Provided passage:
▼

# Turkey Baster



## divealso (Jan 29, 2009)

Who uses a turkey baster to "blow" off their rocks? Is this the recommended method?


----------



## MediaHound (Jul 19, 2006)

I use it sometimes, I also sometimes use a weak powerhead and sometimes just fan my hand. All work well!


----------



## archer772 (Nov 8, 2008)

Well IMO a turkey baster is a reefers best friend for blowing off rocks and spot feeding


----------



## MediaHound (Jul 19, 2006)

For spot feeding I use a tube made from a 1" slip by 1/2" threaded elbow. I thread in a 24" sprinkler extension type 1/2" PVC pipe. This way your fingers fit in the elbow to drop the pellets down the tube.


----------



## maryg (Feb 8, 2009)

I use the baster to clean off my rocks about once a week and let the filters catch the debris.

▲

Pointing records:
▼

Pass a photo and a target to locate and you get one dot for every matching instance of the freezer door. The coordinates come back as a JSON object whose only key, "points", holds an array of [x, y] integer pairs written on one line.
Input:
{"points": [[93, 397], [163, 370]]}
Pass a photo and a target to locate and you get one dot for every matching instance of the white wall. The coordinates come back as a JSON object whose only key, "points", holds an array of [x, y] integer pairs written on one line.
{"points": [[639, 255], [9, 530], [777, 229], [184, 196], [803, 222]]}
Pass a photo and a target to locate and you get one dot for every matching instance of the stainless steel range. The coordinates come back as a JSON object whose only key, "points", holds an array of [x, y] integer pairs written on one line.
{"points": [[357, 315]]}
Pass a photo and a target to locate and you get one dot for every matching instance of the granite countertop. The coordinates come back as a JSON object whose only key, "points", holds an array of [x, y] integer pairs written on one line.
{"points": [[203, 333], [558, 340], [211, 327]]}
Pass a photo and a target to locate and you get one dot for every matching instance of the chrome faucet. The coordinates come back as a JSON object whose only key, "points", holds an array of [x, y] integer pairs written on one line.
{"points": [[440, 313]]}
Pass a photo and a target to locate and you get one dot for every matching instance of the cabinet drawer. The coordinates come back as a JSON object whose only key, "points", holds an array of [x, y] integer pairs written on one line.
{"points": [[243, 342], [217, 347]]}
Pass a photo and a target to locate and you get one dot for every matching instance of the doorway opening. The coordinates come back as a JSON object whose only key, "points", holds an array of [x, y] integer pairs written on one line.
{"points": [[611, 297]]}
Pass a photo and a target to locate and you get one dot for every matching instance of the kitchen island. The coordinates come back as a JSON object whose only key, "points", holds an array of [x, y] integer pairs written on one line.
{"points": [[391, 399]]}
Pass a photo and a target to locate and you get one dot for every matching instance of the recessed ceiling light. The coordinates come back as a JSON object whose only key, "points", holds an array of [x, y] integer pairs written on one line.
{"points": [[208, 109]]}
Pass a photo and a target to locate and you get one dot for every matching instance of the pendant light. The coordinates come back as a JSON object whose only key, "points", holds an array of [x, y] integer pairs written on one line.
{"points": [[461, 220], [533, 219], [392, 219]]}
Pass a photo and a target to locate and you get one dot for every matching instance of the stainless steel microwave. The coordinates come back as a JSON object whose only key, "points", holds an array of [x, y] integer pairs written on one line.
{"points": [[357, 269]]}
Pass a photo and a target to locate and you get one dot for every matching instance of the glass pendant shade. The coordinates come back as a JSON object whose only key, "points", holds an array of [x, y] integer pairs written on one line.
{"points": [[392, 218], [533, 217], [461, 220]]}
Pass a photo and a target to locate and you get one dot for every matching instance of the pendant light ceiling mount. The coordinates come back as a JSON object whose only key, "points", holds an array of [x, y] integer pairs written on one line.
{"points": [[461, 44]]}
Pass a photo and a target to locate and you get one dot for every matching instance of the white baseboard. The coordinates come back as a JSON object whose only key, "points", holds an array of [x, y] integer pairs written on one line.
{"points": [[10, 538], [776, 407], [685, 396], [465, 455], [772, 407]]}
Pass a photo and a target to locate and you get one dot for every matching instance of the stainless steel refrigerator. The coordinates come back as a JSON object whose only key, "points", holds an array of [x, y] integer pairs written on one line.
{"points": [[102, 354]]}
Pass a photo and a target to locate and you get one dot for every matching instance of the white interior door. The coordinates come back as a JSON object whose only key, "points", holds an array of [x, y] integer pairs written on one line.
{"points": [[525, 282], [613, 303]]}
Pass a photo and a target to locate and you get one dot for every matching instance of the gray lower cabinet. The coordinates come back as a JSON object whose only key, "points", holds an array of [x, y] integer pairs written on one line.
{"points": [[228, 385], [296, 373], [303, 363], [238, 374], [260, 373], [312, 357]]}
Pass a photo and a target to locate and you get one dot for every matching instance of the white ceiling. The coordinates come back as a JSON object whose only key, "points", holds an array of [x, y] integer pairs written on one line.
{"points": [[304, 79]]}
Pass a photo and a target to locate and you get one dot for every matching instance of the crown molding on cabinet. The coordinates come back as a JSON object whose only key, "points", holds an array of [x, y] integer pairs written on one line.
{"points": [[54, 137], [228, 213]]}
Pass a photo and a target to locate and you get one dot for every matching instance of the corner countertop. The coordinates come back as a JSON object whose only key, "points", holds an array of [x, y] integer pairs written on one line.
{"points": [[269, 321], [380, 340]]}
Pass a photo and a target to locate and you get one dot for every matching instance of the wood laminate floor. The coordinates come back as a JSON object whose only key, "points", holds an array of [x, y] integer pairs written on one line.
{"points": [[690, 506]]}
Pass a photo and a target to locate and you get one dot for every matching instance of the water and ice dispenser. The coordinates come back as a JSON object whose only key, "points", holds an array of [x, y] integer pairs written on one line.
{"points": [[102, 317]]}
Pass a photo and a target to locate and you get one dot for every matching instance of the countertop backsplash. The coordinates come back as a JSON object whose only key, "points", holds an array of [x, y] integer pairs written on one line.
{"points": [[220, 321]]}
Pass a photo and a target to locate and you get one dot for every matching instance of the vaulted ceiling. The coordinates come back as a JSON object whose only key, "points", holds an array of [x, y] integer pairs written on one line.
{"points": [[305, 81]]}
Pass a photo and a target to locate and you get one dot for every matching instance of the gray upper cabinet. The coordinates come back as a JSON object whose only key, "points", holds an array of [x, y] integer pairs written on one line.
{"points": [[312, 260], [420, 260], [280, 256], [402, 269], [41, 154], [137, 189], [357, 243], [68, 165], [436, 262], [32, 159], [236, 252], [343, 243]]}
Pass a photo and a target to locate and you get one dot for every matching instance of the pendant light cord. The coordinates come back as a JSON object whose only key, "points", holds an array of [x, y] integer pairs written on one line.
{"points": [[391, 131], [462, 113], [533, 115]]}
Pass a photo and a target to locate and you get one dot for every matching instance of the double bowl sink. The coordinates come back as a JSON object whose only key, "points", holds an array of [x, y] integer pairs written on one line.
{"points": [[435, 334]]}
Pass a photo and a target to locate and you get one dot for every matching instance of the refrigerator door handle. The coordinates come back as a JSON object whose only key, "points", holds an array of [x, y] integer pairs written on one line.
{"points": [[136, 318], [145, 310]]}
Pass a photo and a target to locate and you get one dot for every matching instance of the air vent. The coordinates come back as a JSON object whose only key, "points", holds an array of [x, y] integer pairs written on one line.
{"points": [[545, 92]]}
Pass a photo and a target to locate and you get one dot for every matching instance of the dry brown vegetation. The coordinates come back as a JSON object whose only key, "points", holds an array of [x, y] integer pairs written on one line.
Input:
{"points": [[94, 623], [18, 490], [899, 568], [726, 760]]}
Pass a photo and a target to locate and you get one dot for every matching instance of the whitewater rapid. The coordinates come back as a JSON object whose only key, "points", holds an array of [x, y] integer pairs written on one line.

▲

Instructions:
1: Decide whether each statement agrees with the turkey baster thread, answering yes or no and quoting the deciding words. (a) MediaHound sometimes uses a weak powerhead to clear rocks. (b) The sprinkler extension pipe MediaHound threads into the elbow is 12 inches long. (c) maryg cleans the rocks with the baster every day.
2: Please carry on the turkey baster thread from its last post.

Results of the tasks:
1:
(a) Yes: "I also sometimes use a weak powerhead"
(b) No: "I thread in a 24" sprinkler extension type 1/2" PVC pipe."
(c) No: "I use the baster to clean off my rocks about once a week"

2:
----------



## archer772 (Nov 8, 2008)

I spot feed mysis, brine, cyclopeez and oyster eggs thats why I use the turkey baster


----------



## MrBen0101 (Jan 27, 2009)

Love mine. I use it for spot cleaning wast off sand, blowing off rocks, and spot feeding.


----------



## APoirier594 (Jan 25, 2009)

Yes, you should use it, to spot feed, and clean any unwanted algae off your LR


----------



## krause the kid (Oct 11, 2008)

i also use a turkey baster to blow off my rocks.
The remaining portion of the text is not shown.